● **GOAL OF THE EXERCISE**
Output each of the rows below verbatim, with every line kept unchanged.

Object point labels
— Start —

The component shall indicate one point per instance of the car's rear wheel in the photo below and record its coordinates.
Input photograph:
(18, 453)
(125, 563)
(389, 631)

— End —

● **ANSWER IN FULL**
The component shall indicate one point per instance of the car's rear wheel in the photo below and record its coordinates.
Input photograph:
(18, 453)
(125, 563)
(389, 631)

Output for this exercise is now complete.